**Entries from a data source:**

*****

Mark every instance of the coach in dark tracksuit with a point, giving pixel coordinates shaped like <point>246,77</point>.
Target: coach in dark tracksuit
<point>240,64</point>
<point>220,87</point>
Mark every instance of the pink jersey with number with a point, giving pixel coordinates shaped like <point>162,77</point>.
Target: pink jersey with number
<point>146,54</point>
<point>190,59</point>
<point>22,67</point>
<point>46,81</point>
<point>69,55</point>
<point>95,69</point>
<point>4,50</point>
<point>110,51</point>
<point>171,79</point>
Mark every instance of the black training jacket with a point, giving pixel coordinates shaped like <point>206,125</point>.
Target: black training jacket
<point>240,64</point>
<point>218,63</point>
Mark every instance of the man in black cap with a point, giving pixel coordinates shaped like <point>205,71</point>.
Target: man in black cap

*****

**WORK TO DO:** Please rewrite the entries above, switching "pink jersey with number" to "numbered pink jersey" wherever it appears and keeping everything else the same.

**ANSWER BELOW:**
Mark every instance of the coach in dark tracksuit with a point, giving pixel coordinates shaped like <point>246,77</point>.
Target: coach in dark tracksuit
<point>240,64</point>
<point>220,87</point>
Mark every instance of the numbered pink jersey with a point, giving pixel coordinates shaped like <point>162,77</point>.
Target: numbered pink jersey
<point>146,54</point>
<point>190,59</point>
<point>22,67</point>
<point>46,81</point>
<point>69,55</point>
<point>95,69</point>
<point>4,50</point>
<point>110,51</point>
<point>171,79</point>
Mark every instance of the black training jacket with a point, giving pixel coordinates shaped like <point>206,125</point>.
Target: black training jacket
<point>240,64</point>
<point>218,63</point>
Mark every instance of the man in black cap with a point, giving pixel coordinates shaped like <point>205,71</point>.
Target: man in black cap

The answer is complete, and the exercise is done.